Count the lines in the rows below that contain the string "pillow", and reply with that number alone.

☆ ☆ ☆

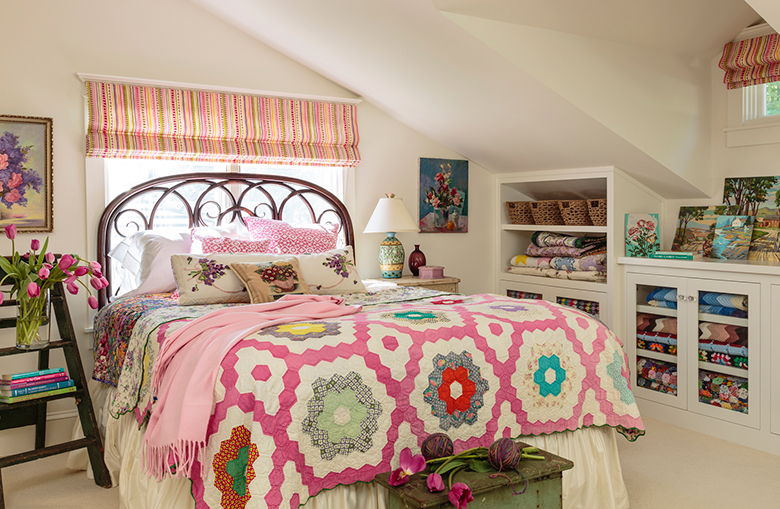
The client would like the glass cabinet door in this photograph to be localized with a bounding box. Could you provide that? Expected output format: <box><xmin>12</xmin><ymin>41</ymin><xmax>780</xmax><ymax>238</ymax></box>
<box><xmin>625</xmin><ymin>274</ymin><xmax>687</xmax><ymax>409</ymax></box>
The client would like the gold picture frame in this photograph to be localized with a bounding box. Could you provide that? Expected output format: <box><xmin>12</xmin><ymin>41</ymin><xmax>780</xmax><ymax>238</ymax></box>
<box><xmin>0</xmin><ymin>115</ymin><xmax>54</xmax><ymax>233</ymax></box>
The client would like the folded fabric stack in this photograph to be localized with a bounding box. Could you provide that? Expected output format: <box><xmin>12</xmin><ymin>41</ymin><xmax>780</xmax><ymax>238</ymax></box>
<box><xmin>636</xmin><ymin>357</ymin><xmax>677</xmax><ymax>396</ymax></box>
<box><xmin>699</xmin><ymin>371</ymin><xmax>748</xmax><ymax>414</ymax></box>
<box><xmin>509</xmin><ymin>232</ymin><xmax>607</xmax><ymax>282</ymax></box>
<box><xmin>647</xmin><ymin>288</ymin><xmax>747</xmax><ymax>318</ymax></box>
<box><xmin>699</xmin><ymin>322</ymin><xmax>748</xmax><ymax>369</ymax></box>
<box><xmin>636</xmin><ymin>313</ymin><xmax>677</xmax><ymax>355</ymax></box>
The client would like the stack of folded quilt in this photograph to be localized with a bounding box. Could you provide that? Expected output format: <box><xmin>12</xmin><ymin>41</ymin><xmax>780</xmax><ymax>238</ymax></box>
<box><xmin>509</xmin><ymin>232</ymin><xmax>607</xmax><ymax>282</ymax></box>
<box><xmin>636</xmin><ymin>313</ymin><xmax>677</xmax><ymax>355</ymax></box>
<box><xmin>637</xmin><ymin>288</ymin><xmax>748</xmax><ymax>369</ymax></box>
<box><xmin>699</xmin><ymin>371</ymin><xmax>748</xmax><ymax>414</ymax></box>
<box><xmin>647</xmin><ymin>288</ymin><xmax>747</xmax><ymax>318</ymax></box>
<box><xmin>636</xmin><ymin>357</ymin><xmax>677</xmax><ymax>396</ymax></box>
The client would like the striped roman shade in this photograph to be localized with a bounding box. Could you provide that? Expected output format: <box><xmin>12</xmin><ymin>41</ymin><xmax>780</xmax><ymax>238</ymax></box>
<box><xmin>86</xmin><ymin>81</ymin><xmax>360</xmax><ymax>167</ymax></box>
<box><xmin>718</xmin><ymin>34</ymin><xmax>780</xmax><ymax>89</ymax></box>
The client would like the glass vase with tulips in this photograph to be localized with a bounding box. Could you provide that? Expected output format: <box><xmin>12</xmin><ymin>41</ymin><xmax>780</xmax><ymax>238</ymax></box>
<box><xmin>0</xmin><ymin>224</ymin><xmax>108</xmax><ymax>349</ymax></box>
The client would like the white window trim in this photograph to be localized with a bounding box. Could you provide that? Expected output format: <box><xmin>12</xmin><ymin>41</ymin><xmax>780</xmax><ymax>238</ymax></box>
<box><xmin>723</xmin><ymin>23</ymin><xmax>780</xmax><ymax>147</ymax></box>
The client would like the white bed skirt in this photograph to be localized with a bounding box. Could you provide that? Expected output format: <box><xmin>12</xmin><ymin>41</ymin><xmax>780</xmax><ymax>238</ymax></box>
<box><xmin>67</xmin><ymin>381</ymin><xmax>628</xmax><ymax>509</ymax></box>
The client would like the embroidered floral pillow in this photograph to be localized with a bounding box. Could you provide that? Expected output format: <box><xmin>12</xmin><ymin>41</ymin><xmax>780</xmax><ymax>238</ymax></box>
<box><xmin>296</xmin><ymin>246</ymin><xmax>366</xmax><ymax>295</ymax></box>
<box><xmin>245</xmin><ymin>217</ymin><xmax>338</xmax><ymax>254</ymax></box>
<box><xmin>171</xmin><ymin>253</ymin><xmax>276</xmax><ymax>306</ymax></box>
<box><xmin>201</xmin><ymin>237</ymin><xmax>271</xmax><ymax>253</ymax></box>
<box><xmin>230</xmin><ymin>256</ymin><xmax>311</xmax><ymax>304</ymax></box>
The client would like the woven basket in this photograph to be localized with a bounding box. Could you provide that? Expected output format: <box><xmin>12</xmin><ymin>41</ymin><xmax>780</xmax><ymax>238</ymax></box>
<box><xmin>506</xmin><ymin>201</ymin><xmax>534</xmax><ymax>224</ymax></box>
<box><xmin>558</xmin><ymin>200</ymin><xmax>593</xmax><ymax>226</ymax></box>
<box><xmin>588</xmin><ymin>198</ymin><xmax>607</xmax><ymax>226</ymax></box>
<box><xmin>531</xmin><ymin>200</ymin><xmax>563</xmax><ymax>224</ymax></box>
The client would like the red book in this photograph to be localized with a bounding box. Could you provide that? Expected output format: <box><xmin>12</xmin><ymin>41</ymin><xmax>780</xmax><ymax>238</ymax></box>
<box><xmin>0</xmin><ymin>373</ymin><xmax>68</xmax><ymax>390</ymax></box>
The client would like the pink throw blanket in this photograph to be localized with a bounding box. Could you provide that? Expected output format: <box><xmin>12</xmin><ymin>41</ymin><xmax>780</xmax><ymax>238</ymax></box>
<box><xmin>144</xmin><ymin>295</ymin><xmax>361</xmax><ymax>481</ymax></box>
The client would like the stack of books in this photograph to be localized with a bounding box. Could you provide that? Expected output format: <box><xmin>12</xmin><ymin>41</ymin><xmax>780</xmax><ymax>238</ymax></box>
<box><xmin>0</xmin><ymin>368</ymin><xmax>76</xmax><ymax>403</ymax></box>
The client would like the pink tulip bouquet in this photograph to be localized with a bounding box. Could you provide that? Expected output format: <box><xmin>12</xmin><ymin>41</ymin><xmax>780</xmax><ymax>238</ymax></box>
<box><xmin>0</xmin><ymin>224</ymin><xmax>108</xmax><ymax>349</ymax></box>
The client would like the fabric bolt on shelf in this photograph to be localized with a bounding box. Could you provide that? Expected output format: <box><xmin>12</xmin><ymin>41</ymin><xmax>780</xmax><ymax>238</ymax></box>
<box><xmin>636</xmin><ymin>313</ymin><xmax>677</xmax><ymax>337</ymax></box>
<box><xmin>509</xmin><ymin>255</ymin><xmax>552</xmax><ymax>269</ymax></box>
<box><xmin>531</xmin><ymin>231</ymin><xmax>607</xmax><ymax>248</ymax></box>
<box><xmin>699</xmin><ymin>349</ymin><xmax>748</xmax><ymax>369</ymax></box>
<box><xmin>699</xmin><ymin>292</ymin><xmax>747</xmax><ymax>311</ymax></box>
<box><xmin>550</xmin><ymin>253</ymin><xmax>607</xmax><ymax>272</ymax></box>
<box><xmin>636</xmin><ymin>357</ymin><xmax>677</xmax><ymax>389</ymax></box>
<box><xmin>699</xmin><ymin>370</ymin><xmax>748</xmax><ymax>413</ymax></box>
<box><xmin>699</xmin><ymin>340</ymin><xmax>748</xmax><ymax>357</ymax></box>
<box><xmin>647</xmin><ymin>288</ymin><xmax>677</xmax><ymax>302</ymax></box>
<box><xmin>556</xmin><ymin>297</ymin><xmax>599</xmax><ymax>317</ymax></box>
<box><xmin>699</xmin><ymin>304</ymin><xmax>747</xmax><ymax>318</ymax></box>
<box><xmin>509</xmin><ymin>267</ymin><xmax>607</xmax><ymax>283</ymax></box>
<box><xmin>647</xmin><ymin>300</ymin><xmax>677</xmax><ymax>309</ymax></box>
<box><xmin>636</xmin><ymin>339</ymin><xmax>677</xmax><ymax>355</ymax></box>
<box><xmin>636</xmin><ymin>330</ymin><xmax>677</xmax><ymax>345</ymax></box>
<box><xmin>699</xmin><ymin>322</ymin><xmax>748</xmax><ymax>345</ymax></box>
<box><xmin>525</xmin><ymin>244</ymin><xmax>606</xmax><ymax>258</ymax></box>
<box><xmin>636</xmin><ymin>376</ymin><xmax>677</xmax><ymax>396</ymax></box>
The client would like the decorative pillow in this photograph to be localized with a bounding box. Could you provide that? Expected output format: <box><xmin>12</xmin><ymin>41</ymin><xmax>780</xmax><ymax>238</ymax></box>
<box><xmin>170</xmin><ymin>253</ymin><xmax>278</xmax><ymax>306</ymax></box>
<box><xmin>187</xmin><ymin>223</ymin><xmax>249</xmax><ymax>253</ymax></box>
<box><xmin>230</xmin><ymin>256</ymin><xmax>311</xmax><ymax>304</ymax></box>
<box><xmin>245</xmin><ymin>217</ymin><xmax>338</xmax><ymax>254</ymax></box>
<box><xmin>296</xmin><ymin>246</ymin><xmax>366</xmax><ymax>295</ymax></box>
<box><xmin>108</xmin><ymin>230</ymin><xmax>190</xmax><ymax>296</ymax></box>
<box><xmin>201</xmin><ymin>237</ymin><xmax>271</xmax><ymax>253</ymax></box>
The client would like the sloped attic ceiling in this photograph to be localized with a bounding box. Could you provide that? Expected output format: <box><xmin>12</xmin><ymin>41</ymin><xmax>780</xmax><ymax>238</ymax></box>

☆ ☆ ☆

[Response to this exercise]:
2